Referring expression pointing data
- Opening Delimiter -
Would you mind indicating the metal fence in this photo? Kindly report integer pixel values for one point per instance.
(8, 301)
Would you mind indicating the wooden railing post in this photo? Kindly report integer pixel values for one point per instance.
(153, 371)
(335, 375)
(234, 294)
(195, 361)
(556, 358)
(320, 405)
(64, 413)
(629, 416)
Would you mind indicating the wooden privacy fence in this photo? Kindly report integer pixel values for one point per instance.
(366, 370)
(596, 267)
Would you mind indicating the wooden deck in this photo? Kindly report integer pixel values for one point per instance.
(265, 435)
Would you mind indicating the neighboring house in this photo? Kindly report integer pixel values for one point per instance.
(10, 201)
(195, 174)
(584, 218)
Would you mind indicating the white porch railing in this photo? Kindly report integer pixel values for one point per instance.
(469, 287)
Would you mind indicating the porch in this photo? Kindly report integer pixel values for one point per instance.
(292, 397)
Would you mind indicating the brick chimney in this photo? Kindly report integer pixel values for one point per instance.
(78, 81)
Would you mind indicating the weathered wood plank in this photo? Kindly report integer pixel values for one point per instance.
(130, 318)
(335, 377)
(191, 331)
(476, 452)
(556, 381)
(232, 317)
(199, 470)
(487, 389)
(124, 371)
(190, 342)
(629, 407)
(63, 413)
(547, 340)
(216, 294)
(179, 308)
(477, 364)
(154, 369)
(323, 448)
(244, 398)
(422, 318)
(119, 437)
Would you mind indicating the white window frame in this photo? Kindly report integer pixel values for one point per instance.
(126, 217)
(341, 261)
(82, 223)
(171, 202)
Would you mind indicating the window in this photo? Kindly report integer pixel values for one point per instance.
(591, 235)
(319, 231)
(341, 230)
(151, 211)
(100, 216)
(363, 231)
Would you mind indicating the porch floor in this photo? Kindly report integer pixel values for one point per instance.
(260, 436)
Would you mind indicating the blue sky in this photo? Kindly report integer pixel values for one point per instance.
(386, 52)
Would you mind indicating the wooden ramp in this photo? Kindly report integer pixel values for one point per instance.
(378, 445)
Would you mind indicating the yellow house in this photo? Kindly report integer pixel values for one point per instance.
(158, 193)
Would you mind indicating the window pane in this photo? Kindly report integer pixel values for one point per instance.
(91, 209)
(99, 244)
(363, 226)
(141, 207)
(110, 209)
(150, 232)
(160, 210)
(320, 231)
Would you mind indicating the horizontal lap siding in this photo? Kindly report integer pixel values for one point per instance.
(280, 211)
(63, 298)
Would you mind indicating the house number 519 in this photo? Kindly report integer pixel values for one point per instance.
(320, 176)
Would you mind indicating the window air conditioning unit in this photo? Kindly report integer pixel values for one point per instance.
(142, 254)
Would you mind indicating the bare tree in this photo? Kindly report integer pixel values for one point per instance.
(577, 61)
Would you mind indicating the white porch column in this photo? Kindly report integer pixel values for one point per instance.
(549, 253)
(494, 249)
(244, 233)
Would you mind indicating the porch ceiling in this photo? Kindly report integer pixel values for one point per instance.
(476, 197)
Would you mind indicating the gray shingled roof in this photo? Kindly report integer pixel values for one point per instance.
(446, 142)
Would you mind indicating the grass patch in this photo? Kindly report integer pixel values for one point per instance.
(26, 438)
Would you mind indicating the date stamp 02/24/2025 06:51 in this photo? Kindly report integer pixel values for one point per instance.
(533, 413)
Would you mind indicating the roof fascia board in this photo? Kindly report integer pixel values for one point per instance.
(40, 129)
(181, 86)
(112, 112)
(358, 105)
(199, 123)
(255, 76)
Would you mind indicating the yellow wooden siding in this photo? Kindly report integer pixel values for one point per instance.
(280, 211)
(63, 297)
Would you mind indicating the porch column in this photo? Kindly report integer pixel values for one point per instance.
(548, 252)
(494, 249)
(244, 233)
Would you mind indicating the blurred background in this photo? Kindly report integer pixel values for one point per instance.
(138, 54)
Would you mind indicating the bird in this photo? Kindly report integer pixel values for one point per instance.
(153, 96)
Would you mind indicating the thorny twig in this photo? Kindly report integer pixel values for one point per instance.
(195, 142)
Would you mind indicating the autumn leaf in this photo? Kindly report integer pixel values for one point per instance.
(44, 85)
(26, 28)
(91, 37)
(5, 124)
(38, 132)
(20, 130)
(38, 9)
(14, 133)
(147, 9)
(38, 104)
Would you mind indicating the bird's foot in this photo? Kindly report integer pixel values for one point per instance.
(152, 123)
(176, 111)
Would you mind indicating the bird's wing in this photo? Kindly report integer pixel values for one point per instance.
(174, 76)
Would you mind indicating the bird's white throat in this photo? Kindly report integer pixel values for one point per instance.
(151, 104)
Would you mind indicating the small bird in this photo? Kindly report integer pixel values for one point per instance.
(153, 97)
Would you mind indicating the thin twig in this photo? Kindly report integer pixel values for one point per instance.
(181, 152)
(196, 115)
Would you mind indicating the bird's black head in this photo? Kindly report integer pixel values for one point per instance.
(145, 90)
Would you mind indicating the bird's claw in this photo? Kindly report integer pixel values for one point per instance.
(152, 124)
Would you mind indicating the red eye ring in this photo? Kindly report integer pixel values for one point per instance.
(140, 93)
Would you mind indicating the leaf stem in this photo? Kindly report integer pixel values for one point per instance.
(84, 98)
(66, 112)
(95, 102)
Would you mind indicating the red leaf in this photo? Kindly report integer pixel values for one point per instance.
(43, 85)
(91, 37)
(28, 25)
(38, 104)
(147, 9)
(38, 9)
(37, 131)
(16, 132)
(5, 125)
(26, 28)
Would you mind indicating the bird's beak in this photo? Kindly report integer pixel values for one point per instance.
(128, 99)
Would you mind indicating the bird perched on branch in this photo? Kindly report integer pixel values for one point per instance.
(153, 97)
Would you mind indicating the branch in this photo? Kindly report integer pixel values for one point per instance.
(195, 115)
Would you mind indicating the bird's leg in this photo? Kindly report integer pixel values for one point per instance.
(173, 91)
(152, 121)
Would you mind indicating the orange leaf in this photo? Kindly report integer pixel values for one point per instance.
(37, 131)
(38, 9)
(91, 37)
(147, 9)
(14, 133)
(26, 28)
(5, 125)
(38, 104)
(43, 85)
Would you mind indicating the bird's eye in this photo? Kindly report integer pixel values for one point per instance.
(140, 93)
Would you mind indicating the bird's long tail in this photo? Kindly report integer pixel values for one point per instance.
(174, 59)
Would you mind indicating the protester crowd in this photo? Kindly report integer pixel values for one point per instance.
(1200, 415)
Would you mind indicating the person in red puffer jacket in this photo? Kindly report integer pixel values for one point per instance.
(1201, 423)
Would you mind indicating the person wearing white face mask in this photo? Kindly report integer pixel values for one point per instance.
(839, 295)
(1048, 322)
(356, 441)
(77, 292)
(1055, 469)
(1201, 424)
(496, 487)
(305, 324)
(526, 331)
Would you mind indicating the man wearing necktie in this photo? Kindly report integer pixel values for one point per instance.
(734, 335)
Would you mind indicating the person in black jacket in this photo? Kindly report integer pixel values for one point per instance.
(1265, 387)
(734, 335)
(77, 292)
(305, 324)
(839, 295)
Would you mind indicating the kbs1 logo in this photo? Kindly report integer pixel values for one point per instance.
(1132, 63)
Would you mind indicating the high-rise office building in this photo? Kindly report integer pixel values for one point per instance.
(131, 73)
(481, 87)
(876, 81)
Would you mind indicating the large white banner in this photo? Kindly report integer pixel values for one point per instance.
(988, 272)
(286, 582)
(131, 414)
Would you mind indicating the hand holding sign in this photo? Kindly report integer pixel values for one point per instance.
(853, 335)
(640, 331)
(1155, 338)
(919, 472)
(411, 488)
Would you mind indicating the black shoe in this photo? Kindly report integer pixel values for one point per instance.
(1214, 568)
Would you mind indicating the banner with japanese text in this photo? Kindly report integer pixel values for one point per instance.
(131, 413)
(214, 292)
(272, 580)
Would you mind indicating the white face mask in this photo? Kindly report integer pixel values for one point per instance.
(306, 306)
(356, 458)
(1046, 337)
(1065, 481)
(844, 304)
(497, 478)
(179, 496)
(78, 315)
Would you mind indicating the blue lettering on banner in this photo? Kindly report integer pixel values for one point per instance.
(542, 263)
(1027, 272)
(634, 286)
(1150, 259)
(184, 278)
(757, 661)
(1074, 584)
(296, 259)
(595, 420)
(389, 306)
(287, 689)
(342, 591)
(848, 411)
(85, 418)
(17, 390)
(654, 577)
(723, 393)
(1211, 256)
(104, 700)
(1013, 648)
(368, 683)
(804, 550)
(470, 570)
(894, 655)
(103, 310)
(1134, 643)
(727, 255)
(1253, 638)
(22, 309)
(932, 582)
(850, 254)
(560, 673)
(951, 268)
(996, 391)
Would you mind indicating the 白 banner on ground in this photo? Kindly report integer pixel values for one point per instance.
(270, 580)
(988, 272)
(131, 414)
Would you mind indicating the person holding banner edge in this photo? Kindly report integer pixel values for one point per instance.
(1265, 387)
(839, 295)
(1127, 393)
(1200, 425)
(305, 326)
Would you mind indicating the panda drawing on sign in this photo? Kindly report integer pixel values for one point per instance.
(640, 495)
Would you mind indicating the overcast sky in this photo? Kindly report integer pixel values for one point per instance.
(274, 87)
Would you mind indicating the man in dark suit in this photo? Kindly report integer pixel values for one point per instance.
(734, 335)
- Closing Delimiter -
### What you need to do
Copy exactly the line containing "Would you mind indicating the panda" and every line after it, ending with the last line of the records above.

### Answer below
Would you mind indicating the panda drawing on sign in this photo? Kindly report integer pixel values for one point per instance.
(640, 495)
Would you mind indicating the overcast sky in this photo? Kindly report integer pixel values for one point per instance.
(274, 87)
Would you mind indicating the man in dark suit in this photo? Kindly report integer pixel values for one point per instance.
(734, 335)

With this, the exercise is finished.